(WHAT TO DO)
Starting with the line that contains "brown hair in the photo above." and ending with the final line of the data below, print those lines exactly and nothing else.

***

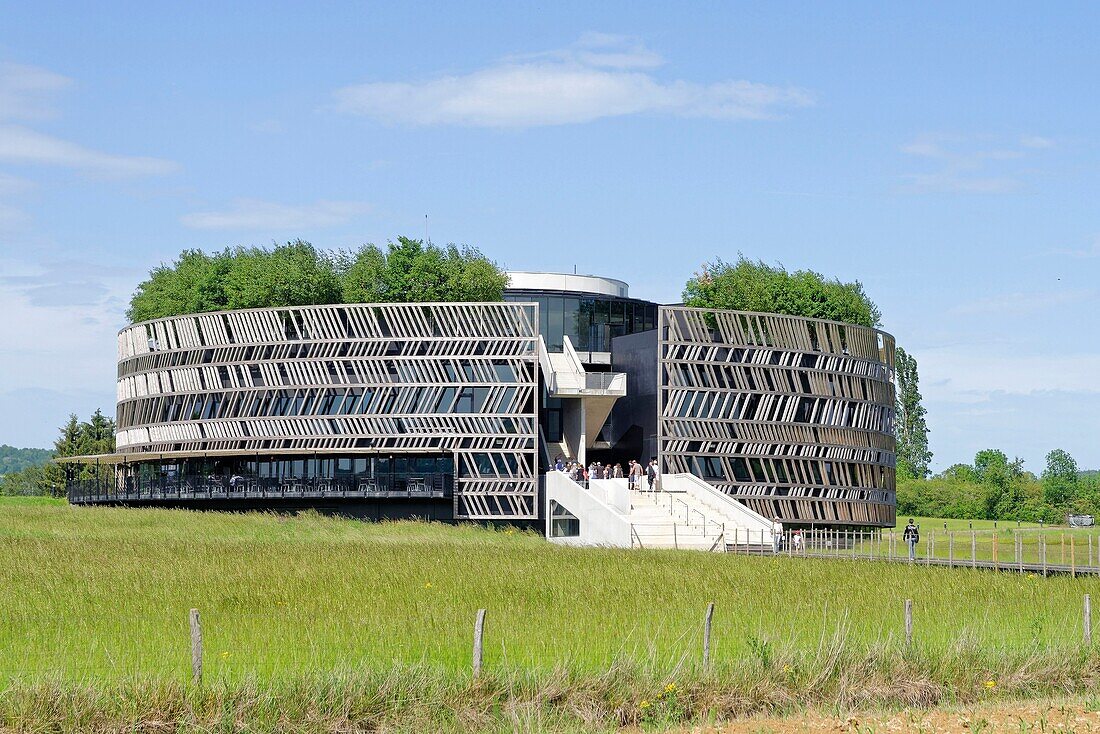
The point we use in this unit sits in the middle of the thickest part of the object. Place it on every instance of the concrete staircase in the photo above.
(664, 519)
(688, 514)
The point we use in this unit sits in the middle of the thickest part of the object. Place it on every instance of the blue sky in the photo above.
(946, 155)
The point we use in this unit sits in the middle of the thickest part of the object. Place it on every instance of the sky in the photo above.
(947, 155)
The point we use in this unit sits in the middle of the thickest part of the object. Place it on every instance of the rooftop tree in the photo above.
(756, 286)
(411, 271)
(298, 274)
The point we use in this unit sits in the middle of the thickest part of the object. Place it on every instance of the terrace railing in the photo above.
(196, 486)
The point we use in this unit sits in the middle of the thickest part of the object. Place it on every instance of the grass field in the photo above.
(355, 622)
(985, 540)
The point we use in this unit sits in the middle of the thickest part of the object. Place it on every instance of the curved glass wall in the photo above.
(590, 321)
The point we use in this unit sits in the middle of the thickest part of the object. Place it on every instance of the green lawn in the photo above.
(937, 524)
(101, 595)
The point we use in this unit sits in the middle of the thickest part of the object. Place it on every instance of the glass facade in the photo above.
(590, 321)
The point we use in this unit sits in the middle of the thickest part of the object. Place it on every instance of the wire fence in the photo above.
(1024, 550)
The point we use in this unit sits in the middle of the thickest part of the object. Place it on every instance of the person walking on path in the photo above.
(912, 536)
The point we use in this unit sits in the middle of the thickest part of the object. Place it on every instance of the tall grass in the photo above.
(95, 605)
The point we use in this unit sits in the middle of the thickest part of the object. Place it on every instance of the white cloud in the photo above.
(11, 184)
(967, 375)
(966, 168)
(1036, 141)
(1022, 303)
(600, 76)
(20, 144)
(25, 90)
(1080, 253)
(59, 324)
(256, 215)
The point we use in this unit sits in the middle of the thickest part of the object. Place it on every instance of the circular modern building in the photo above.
(454, 411)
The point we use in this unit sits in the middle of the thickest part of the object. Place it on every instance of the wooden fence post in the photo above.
(909, 621)
(706, 636)
(1088, 620)
(479, 633)
(196, 648)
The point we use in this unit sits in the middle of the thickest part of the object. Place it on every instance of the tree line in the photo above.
(998, 488)
(12, 459)
(76, 438)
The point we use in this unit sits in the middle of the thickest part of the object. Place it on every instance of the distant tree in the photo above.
(756, 286)
(26, 482)
(411, 271)
(76, 438)
(1059, 479)
(12, 459)
(913, 453)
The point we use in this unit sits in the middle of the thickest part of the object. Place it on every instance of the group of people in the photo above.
(638, 475)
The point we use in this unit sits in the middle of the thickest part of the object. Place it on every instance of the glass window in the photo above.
(578, 318)
(556, 324)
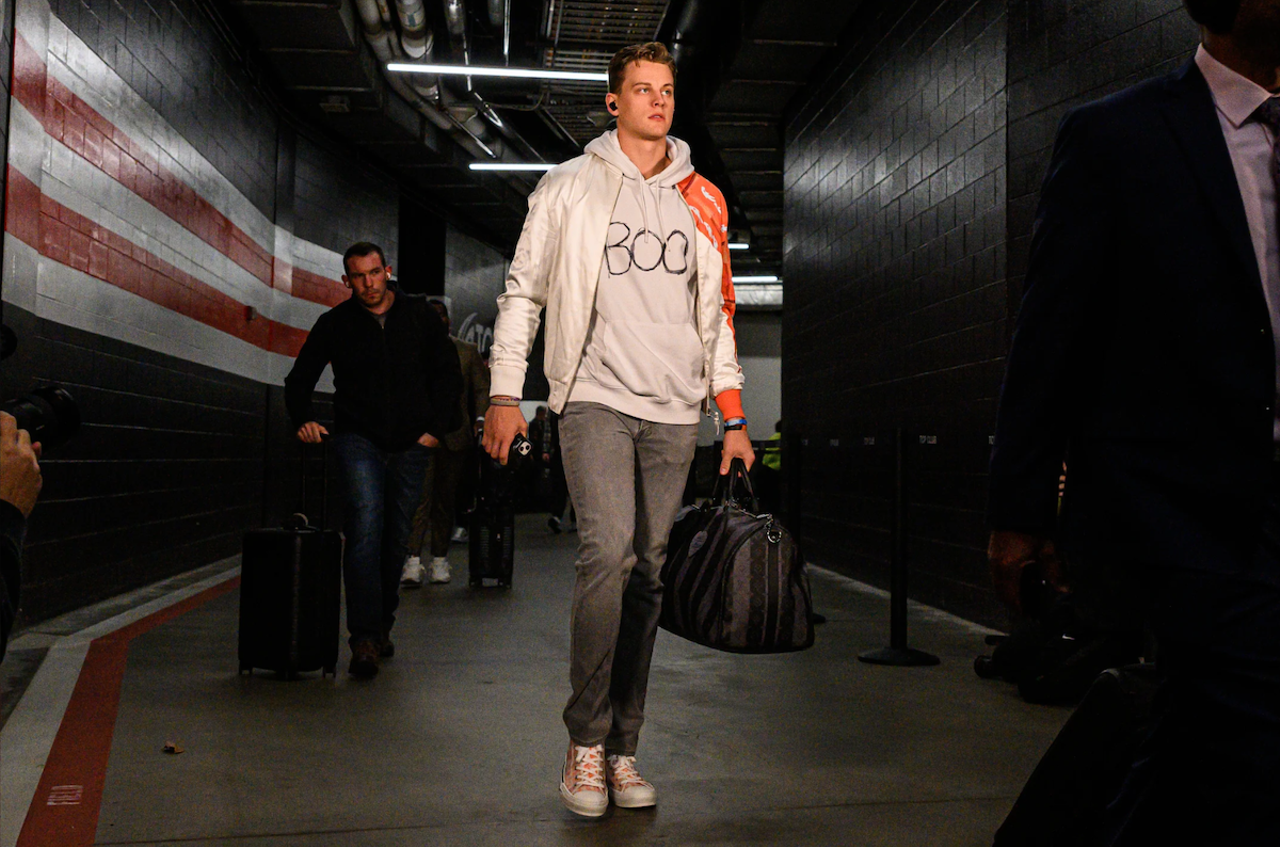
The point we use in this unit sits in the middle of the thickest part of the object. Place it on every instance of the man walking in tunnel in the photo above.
(1146, 352)
(396, 390)
(626, 248)
(433, 520)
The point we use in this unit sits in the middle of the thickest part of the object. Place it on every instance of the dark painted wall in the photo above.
(913, 166)
(339, 202)
(1065, 54)
(894, 265)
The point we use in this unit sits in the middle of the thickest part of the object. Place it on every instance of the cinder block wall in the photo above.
(169, 239)
(913, 166)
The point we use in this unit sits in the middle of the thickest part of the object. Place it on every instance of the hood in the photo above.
(681, 164)
(662, 187)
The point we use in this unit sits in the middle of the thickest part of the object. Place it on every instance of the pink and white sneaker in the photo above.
(626, 787)
(583, 781)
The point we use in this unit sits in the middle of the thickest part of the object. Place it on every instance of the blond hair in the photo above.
(653, 51)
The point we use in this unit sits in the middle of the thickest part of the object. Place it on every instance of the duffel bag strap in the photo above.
(727, 488)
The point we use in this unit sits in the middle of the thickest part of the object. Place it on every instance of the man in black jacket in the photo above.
(1144, 357)
(396, 384)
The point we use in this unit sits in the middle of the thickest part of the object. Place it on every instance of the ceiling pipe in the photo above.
(383, 45)
(456, 24)
(415, 37)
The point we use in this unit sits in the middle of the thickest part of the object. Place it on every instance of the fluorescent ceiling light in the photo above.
(498, 165)
(513, 73)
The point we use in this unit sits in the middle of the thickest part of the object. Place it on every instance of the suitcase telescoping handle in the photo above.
(298, 520)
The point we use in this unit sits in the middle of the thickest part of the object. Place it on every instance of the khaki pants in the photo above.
(434, 513)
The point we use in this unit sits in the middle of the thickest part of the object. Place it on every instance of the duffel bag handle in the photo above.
(726, 486)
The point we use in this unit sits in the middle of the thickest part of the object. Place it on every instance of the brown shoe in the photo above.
(364, 660)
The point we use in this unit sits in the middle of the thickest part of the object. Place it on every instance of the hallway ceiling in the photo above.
(740, 64)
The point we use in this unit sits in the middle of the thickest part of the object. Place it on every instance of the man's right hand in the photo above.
(311, 433)
(19, 466)
(1009, 553)
(501, 424)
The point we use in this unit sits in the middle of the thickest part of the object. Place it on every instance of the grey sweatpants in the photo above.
(626, 477)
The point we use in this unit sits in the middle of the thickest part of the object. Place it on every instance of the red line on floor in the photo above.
(69, 797)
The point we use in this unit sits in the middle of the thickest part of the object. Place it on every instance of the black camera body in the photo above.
(49, 413)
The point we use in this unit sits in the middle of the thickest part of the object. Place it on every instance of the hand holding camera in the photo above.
(19, 466)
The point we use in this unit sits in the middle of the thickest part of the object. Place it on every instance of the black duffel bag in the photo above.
(735, 580)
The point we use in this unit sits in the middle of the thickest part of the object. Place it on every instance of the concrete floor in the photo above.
(458, 738)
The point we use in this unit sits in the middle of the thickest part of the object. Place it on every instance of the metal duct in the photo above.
(415, 37)
(456, 18)
(383, 45)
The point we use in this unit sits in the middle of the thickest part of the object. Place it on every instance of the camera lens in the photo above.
(49, 413)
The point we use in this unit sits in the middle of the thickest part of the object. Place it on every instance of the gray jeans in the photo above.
(626, 477)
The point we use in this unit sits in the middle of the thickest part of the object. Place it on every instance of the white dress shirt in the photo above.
(1252, 146)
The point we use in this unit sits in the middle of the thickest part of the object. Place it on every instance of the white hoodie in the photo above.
(557, 268)
(644, 356)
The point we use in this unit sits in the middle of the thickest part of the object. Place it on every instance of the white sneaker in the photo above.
(583, 781)
(411, 577)
(626, 787)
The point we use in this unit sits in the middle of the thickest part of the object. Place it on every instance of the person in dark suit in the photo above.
(1144, 356)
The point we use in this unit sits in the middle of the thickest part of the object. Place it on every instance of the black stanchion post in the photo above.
(897, 653)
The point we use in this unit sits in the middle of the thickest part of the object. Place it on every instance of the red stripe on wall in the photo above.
(69, 796)
(67, 118)
(72, 239)
(318, 289)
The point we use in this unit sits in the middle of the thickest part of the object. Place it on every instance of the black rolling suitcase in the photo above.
(289, 599)
(493, 521)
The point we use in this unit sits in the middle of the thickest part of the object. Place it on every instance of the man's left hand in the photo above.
(737, 445)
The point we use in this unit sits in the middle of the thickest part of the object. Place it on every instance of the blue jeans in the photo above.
(380, 491)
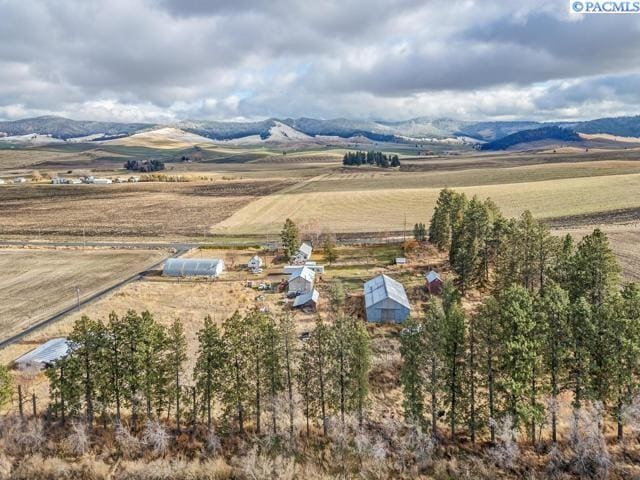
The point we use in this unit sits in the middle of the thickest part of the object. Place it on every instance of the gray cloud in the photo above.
(221, 59)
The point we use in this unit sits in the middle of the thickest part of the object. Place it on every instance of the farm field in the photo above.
(125, 210)
(192, 300)
(385, 209)
(37, 283)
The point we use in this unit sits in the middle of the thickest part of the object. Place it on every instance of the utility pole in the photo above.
(404, 231)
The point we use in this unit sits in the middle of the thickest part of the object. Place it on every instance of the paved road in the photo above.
(180, 249)
(125, 245)
(92, 298)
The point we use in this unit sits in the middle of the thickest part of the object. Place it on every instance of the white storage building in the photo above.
(193, 267)
(386, 300)
(45, 354)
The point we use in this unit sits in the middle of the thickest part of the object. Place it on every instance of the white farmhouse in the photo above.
(302, 280)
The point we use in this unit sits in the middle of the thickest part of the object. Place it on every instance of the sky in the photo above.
(171, 60)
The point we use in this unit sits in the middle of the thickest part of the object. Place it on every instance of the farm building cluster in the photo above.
(384, 298)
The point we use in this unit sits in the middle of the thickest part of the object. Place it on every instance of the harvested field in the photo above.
(364, 178)
(37, 283)
(112, 211)
(624, 240)
(385, 209)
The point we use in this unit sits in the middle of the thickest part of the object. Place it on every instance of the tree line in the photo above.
(554, 322)
(245, 369)
(378, 159)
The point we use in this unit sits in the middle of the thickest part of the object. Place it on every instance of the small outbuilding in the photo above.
(288, 269)
(193, 267)
(385, 300)
(307, 300)
(254, 263)
(45, 354)
(303, 254)
(434, 283)
(301, 280)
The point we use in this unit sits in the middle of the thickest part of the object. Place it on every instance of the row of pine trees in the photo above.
(378, 159)
(134, 366)
(554, 324)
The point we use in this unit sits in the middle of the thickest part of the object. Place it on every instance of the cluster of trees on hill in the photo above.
(378, 159)
(135, 365)
(144, 165)
(544, 133)
(555, 323)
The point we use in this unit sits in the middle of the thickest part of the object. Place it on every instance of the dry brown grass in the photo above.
(113, 211)
(385, 209)
(39, 282)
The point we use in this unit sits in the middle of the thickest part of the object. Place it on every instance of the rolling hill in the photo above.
(535, 135)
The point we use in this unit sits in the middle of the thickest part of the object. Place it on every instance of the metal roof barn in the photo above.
(193, 267)
(434, 283)
(254, 262)
(306, 299)
(45, 354)
(306, 250)
(386, 300)
(301, 280)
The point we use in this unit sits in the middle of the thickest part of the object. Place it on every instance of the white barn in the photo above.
(254, 263)
(193, 267)
(307, 300)
(386, 300)
(303, 254)
(45, 354)
(302, 280)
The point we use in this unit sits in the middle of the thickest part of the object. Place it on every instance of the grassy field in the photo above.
(125, 210)
(251, 191)
(385, 209)
(37, 283)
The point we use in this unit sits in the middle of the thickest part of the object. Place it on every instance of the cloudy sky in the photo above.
(163, 60)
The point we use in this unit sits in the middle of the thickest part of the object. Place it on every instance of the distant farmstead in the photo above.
(193, 267)
(45, 354)
(303, 254)
(386, 300)
(434, 283)
(254, 263)
(307, 300)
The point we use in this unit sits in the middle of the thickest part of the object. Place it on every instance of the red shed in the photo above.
(434, 283)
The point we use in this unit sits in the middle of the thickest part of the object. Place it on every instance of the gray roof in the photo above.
(306, 249)
(306, 297)
(304, 272)
(382, 287)
(48, 352)
(180, 267)
(433, 275)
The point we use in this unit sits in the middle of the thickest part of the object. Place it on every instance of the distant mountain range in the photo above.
(494, 135)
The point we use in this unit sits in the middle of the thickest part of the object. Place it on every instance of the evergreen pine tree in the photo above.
(553, 309)
(452, 352)
(412, 350)
(87, 342)
(290, 238)
(208, 371)
(176, 356)
(237, 389)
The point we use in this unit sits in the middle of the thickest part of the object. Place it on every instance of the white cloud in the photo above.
(162, 60)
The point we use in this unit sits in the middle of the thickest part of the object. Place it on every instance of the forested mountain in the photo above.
(300, 129)
(526, 136)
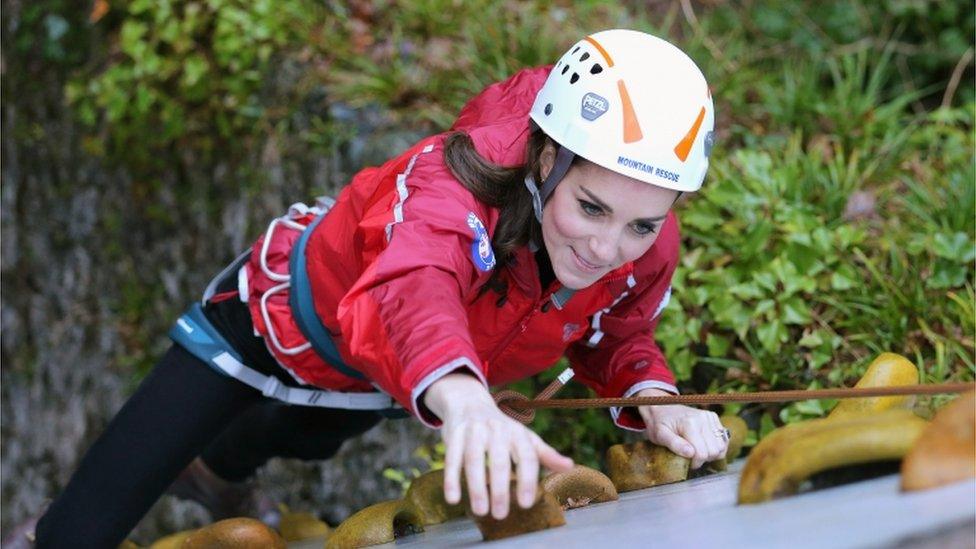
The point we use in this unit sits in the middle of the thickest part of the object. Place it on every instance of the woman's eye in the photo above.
(644, 228)
(590, 208)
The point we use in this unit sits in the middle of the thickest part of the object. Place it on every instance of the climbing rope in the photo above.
(520, 408)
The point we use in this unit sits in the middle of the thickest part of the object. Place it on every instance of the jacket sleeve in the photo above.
(404, 319)
(617, 357)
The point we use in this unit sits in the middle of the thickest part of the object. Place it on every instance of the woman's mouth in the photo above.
(584, 265)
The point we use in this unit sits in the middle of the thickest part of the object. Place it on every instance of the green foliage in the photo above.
(431, 458)
(187, 73)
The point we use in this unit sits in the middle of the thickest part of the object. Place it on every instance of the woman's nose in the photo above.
(603, 246)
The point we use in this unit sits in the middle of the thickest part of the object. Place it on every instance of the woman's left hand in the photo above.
(689, 432)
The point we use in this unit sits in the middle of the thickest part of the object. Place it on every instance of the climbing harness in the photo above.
(194, 332)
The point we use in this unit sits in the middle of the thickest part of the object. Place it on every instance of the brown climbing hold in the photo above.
(887, 370)
(301, 526)
(580, 486)
(545, 513)
(376, 524)
(426, 493)
(172, 541)
(642, 465)
(239, 533)
(946, 451)
(784, 459)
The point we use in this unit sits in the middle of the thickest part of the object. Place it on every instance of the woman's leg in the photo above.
(274, 429)
(177, 410)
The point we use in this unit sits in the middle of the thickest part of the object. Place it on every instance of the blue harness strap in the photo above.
(303, 308)
(194, 332)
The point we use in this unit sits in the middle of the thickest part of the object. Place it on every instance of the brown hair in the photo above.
(500, 187)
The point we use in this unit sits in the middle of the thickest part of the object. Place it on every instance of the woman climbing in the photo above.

***

(EXERCISE ANSWER)
The point we use in this unit sits in the middle of the thickest part of the object. Place it on every instance of the brown hair in the photo above.
(500, 187)
The point we use in this unit sits in the middle of the thickest part of the object. Place it on every instance of the woman climbing in the photo above.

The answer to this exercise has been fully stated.